Given task
Without skipping anything, write out each record below exactly.

Source data
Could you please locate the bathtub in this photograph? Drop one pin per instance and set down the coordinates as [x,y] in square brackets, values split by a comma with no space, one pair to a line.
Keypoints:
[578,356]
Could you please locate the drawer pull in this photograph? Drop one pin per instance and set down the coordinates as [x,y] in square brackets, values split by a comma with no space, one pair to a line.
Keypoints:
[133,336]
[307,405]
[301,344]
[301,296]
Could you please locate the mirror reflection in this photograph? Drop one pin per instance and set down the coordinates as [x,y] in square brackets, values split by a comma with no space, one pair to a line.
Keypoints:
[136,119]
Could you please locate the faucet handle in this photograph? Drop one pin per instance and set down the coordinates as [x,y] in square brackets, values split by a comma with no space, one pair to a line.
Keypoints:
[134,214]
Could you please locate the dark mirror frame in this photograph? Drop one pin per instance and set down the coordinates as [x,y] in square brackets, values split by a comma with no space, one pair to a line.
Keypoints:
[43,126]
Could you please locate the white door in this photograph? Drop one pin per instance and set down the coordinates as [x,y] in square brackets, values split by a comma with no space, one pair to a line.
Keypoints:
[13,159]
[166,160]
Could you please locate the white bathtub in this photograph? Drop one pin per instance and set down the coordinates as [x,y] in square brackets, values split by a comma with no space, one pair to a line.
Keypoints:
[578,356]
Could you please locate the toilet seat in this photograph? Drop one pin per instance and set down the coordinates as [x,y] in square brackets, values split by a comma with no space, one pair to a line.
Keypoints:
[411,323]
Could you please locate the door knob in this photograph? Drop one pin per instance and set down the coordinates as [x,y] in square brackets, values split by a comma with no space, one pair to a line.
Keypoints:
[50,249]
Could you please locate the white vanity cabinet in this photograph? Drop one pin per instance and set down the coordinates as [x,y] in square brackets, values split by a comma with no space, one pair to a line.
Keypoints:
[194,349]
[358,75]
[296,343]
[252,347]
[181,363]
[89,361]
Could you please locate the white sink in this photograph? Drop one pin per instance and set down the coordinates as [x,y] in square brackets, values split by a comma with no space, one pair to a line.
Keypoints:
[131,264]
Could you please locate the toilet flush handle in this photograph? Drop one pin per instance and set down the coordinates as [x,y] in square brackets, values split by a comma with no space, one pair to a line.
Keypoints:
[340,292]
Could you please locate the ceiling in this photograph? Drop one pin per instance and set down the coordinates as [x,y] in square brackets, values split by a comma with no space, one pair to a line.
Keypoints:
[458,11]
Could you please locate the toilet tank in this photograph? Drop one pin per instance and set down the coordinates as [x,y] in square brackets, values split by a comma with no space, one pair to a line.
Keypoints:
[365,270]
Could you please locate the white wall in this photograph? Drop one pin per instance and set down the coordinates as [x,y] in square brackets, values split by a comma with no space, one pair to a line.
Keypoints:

Reply to the task
Could you please locate the bathtub in this photograph? Drop one pin per instance and set down the coordinates as [x,y] in square brackets, values split by a comma with no space, one pair to a line.
Keypoints:
[578,356]
Could you please locate the drawer pull in this photograph? Drop one pin per instance and set down the coordinates as [x,y] in square brackets, values split by a comma with no space, one pair to a line.
Keypoints:
[133,336]
[307,405]
[301,344]
[301,296]
Could you please locate the mirror reflection in this photograph? Drop one pin per instance and set down the coordinates as [x,y] in square brackets, values split by a comma with no space, one pair to a line.
Keypoints:
[136,119]
Could you please locate the faucet handle in this photograph? Drop one pin per instance and set down the coordinates as [x,y] in square brackets, values split by a comma with no space, one pair to a line.
Keypoints:
[134,214]
Could you please locate the dark mirror frame in this photograph? Drop one pin per instance and set down the coordinates as [x,y] in square brackets, values split by a comma with no space, one pair to a line.
Keypoints:
[43,126]
Could you please locate the white door in this photograph? Drop one pin per instance and set down the coordinates as [x,y] in square brackets, values split by a comma with no space, one pair to a line.
Keypoints:
[13,159]
[166,160]
Could you please locate the white bathtub in this photograph? Drop one pin per instance and set down the coordinates as [x,y] in square brackets, values split by a comma with no space, one pair to a line.
Keypoints:
[578,356]
Could you please locate the toilet seat in this photograph? Drop one pin per instance and set down the coordinates as [x,y] in square brackets, values split by a comma with no space, one pair to a line.
Keypoints:
[411,323]
Could you please locate the door knob in this photograph? Drop one pin per instance and set down the coordinates as [x,y] in square brackets, values split by a comma with no space, one pair to a line.
Keypoints:
[50,249]
Could you please locate the white vanity cabinet in this photograph? Drop one pin per instance and set down the coordinates as [x,y] in square brackets, values split by a comma with no space, one pair to a line.
Keypoints:
[194,349]
[358,75]
[296,343]
[252,347]
[181,363]
[89,361]
Could you please locate the white sink in this photograph? Drop one pin per instance and set down the coordinates as [x,y] in square brackets, values split by a comma with no space, one pair to a line.
Keypoints:
[131,264]
Could you please locate the toilet flush handle in this photograph? Drop one pin per instance and set down the coordinates as [x,y] in square brackets, values split by a comma with no space, one pair to a line.
Keypoints:
[340,292]
Could you please locate the ceiling in this photograph? Drop one pin per instance and set down the coordinates as [x,y] in square brackets, values split by a comma with no space, one pair to a line.
Keypoints:
[458,11]
Could you please locate the toilet tank in this photograph? Drop one pin per instance and set down the coordinates as [x,y] in square brackets, values split by a comma with no space, one pair to a line.
Keypoints:
[365,270]
Could you please locate the white wall in this photograph? Drop one pin per instance and set down the coordinates as [x,y] in square brackets, values split by a comma with no space, one pair to a line.
Keypoints:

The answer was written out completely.